#### [Input rows]
◇ ◇ ◇ ◇

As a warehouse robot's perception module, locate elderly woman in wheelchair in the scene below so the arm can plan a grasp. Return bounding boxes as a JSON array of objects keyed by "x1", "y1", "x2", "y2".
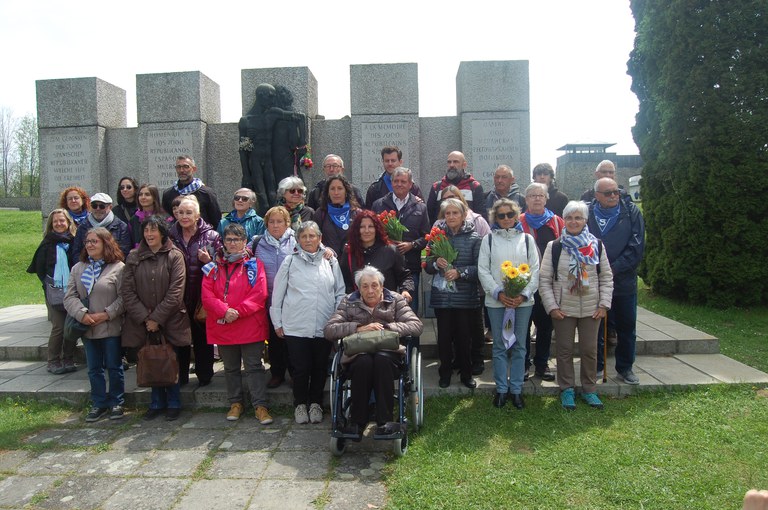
[{"x1": 324, "y1": 266, "x2": 424, "y2": 450}]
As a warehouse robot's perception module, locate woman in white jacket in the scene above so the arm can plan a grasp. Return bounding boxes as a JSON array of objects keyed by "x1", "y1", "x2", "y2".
[
  {"x1": 539, "y1": 200, "x2": 613, "y2": 410},
  {"x1": 269, "y1": 221, "x2": 345, "y2": 423},
  {"x1": 477, "y1": 198, "x2": 539, "y2": 409}
]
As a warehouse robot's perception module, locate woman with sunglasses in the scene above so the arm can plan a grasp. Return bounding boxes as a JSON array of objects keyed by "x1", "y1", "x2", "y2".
[
  {"x1": 112, "y1": 177, "x2": 139, "y2": 228},
  {"x1": 277, "y1": 176, "x2": 315, "y2": 230},
  {"x1": 216, "y1": 188, "x2": 264, "y2": 241}
]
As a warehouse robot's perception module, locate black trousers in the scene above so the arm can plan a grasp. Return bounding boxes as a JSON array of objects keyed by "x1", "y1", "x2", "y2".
[
  {"x1": 346, "y1": 352, "x2": 400, "y2": 428},
  {"x1": 285, "y1": 336, "x2": 331, "y2": 407}
]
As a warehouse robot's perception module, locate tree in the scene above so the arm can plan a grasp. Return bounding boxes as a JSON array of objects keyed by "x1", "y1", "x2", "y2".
[
  {"x1": 628, "y1": 0, "x2": 768, "y2": 306},
  {"x1": 0, "y1": 108, "x2": 16, "y2": 197},
  {"x1": 15, "y1": 115, "x2": 40, "y2": 197}
]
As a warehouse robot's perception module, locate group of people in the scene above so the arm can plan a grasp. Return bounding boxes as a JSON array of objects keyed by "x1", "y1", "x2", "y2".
[{"x1": 28, "y1": 146, "x2": 643, "y2": 428}]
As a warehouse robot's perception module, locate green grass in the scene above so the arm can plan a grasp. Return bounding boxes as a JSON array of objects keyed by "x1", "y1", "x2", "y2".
[
  {"x1": 638, "y1": 280, "x2": 768, "y2": 372},
  {"x1": 387, "y1": 385, "x2": 768, "y2": 510},
  {"x1": 0, "y1": 397, "x2": 74, "y2": 450},
  {"x1": 0, "y1": 211, "x2": 44, "y2": 308}
]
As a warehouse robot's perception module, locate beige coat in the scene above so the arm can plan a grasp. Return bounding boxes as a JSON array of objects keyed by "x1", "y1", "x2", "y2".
[
  {"x1": 64, "y1": 262, "x2": 125, "y2": 339},
  {"x1": 539, "y1": 241, "x2": 613, "y2": 318}
]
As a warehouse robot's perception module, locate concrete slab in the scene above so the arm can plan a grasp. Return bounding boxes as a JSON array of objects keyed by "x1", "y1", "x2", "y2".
[
  {"x1": 635, "y1": 356, "x2": 718, "y2": 386},
  {"x1": 248, "y1": 480, "x2": 326, "y2": 510},
  {"x1": 178, "y1": 479, "x2": 256, "y2": 510},
  {"x1": 207, "y1": 452, "x2": 271, "y2": 484},
  {"x1": 262, "y1": 452, "x2": 331, "y2": 480},
  {"x1": 0, "y1": 475, "x2": 58, "y2": 508},
  {"x1": 675, "y1": 354, "x2": 768, "y2": 383},
  {"x1": 102, "y1": 478, "x2": 190, "y2": 510}
]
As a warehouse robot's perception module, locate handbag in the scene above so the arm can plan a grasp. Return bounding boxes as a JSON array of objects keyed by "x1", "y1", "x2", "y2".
[
  {"x1": 43, "y1": 276, "x2": 65, "y2": 312},
  {"x1": 63, "y1": 297, "x2": 90, "y2": 342},
  {"x1": 341, "y1": 329, "x2": 400, "y2": 356},
  {"x1": 194, "y1": 301, "x2": 208, "y2": 324},
  {"x1": 136, "y1": 331, "x2": 179, "y2": 388}
]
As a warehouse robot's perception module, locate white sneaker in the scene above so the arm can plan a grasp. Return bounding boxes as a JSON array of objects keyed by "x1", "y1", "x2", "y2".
[
  {"x1": 309, "y1": 404, "x2": 323, "y2": 423},
  {"x1": 293, "y1": 404, "x2": 309, "y2": 425}
]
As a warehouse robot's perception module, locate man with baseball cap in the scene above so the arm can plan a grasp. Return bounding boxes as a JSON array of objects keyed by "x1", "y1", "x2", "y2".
[{"x1": 72, "y1": 193, "x2": 133, "y2": 258}]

◇ ◇ ◇ ◇

#### [What is required]
Rewrite all of the records above as a numbered list with one line per entry. Skip any blank lines and leave the pictures out.

#### [Result for this exercise]
1. As a warehouse robot's perception module, locate elderly woman in wheelchair in the scene below so the arm can plan a grasp. Return bounding boxes as a JSON array of objects keyed by "x1", "y1", "x2", "y2".
2. [{"x1": 324, "y1": 266, "x2": 424, "y2": 450}]
3. As a warehouse robot's perception module, locate woman in white jacket in the scene above so the arm can plan a grasp. Return bounding boxes as a JSON array of objects keyed by "x1", "y1", "x2", "y2".
4. [
5.   {"x1": 539, "y1": 200, "x2": 613, "y2": 410},
6.   {"x1": 269, "y1": 221, "x2": 345, "y2": 423},
7.   {"x1": 477, "y1": 198, "x2": 539, "y2": 409}
8. ]
9. As a warehouse robot's perception module, locate woman with sunglasses in the scene above so the arm can plan a grasp. Return bounding boxes as a JSON array of objects keyed by "x1", "y1", "x2", "y2".
10. [
11.   {"x1": 112, "y1": 177, "x2": 139, "y2": 228},
12.   {"x1": 277, "y1": 176, "x2": 315, "y2": 230},
13.   {"x1": 216, "y1": 188, "x2": 264, "y2": 241}
14. ]
15. As a warehouse robot's perception module, locate black trousers in the scene above so the arm can plan a grasp. Return bounding boxes as a JSON array of objects keyed by "x1", "y1", "x2", "y2".
16. [
17.   {"x1": 346, "y1": 352, "x2": 400, "y2": 428},
18.   {"x1": 285, "y1": 336, "x2": 331, "y2": 407}
19. ]
20. As a warehouse robot's perception module, locate tree in the scene above so the arm can plan a grasp. Return bounding boxes as a JSON array of objects keyed by "x1", "y1", "x2", "y2".
21. [
22.   {"x1": 628, "y1": 0, "x2": 768, "y2": 306},
23.   {"x1": 0, "y1": 108, "x2": 16, "y2": 197},
24.   {"x1": 15, "y1": 115, "x2": 40, "y2": 197}
25. ]
26. As a warehouse robot's perception module, locate group of people in the scene above so the arm can plan a grasp. Return bounding boxes as a JSON array of objects keyed by "x1", "y1", "x2", "y2".
27. [{"x1": 28, "y1": 146, "x2": 643, "y2": 428}]
28. As a warehouse robot's perception module, locate green grass in the scene above so the arm can plan a grasp. Return bounding boxes as a JSON array of objects keyed by "x1", "y1", "x2", "y2".
29. [
30.   {"x1": 638, "y1": 280, "x2": 768, "y2": 372},
31.   {"x1": 387, "y1": 385, "x2": 768, "y2": 510},
32.   {"x1": 0, "y1": 397, "x2": 74, "y2": 450},
33.   {"x1": 0, "y1": 211, "x2": 44, "y2": 308}
34. ]
35. As a warehouse robot's perception module, locate beige coat in the scene above so the arm can plan a grasp. Return bounding boxes as a JSON array of objects keyed by "x1", "y1", "x2", "y2".
36. [
37.   {"x1": 64, "y1": 262, "x2": 125, "y2": 339},
38.   {"x1": 539, "y1": 241, "x2": 613, "y2": 318}
39. ]
40. As a warehouse robot's perception module, locate concrete slab in the scene above so the arm can plan a grasp. Return bounding boxes as a JSON array of objects keyed by "x1", "y1", "x2", "y2".
41. [
42.   {"x1": 635, "y1": 356, "x2": 718, "y2": 386},
43.   {"x1": 248, "y1": 480, "x2": 326, "y2": 510},
44.   {"x1": 178, "y1": 479, "x2": 256, "y2": 510},
45.   {"x1": 207, "y1": 452, "x2": 271, "y2": 484},
46.   {"x1": 262, "y1": 452, "x2": 331, "y2": 480},
47.   {"x1": 0, "y1": 475, "x2": 58, "y2": 508},
48.   {"x1": 675, "y1": 354, "x2": 768, "y2": 383},
49.   {"x1": 102, "y1": 478, "x2": 190, "y2": 510}
50. ]
51. As a warehouse robot's perception module, locate handbag in the scene above so the arm can plan a grasp. Return bounding boxes as a JSON array of objects keyed by "x1", "y1", "x2", "y2".
52. [
53.   {"x1": 43, "y1": 276, "x2": 65, "y2": 312},
54.   {"x1": 63, "y1": 297, "x2": 90, "y2": 342},
55.   {"x1": 341, "y1": 329, "x2": 400, "y2": 356},
56.   {"x1": 194, "y1": 301, "x2": 208, "y2": 324},
57.   {"x1": 136, "y1": 331, "x2": 179, "y2": 388}
58. ]
59. As a warehouse robot's perception module, locate white sneaker in the scene above so the arm can plan a grasp. Return bounding boxes as a JSON array of objects keyed by "x1", "y1", "x2", "y2".
60. [
61.   {"x1": 309, "y1": 404, "x2": 323, "y2": 423},
62.   {"x1": 293, "y1": 404, "x2": 309, "y2": 425}
63. ]
64. As a warehouse robot's perception module, locate man with baseball cap in the scene above so the arm can plan a grasp. Return bounding boxes as a JSON array of objects keyed by "x1", "y1", "x2", "y2".
65. [{"x1": 72, "y1": 193, "x2": 133, "y2": 258}]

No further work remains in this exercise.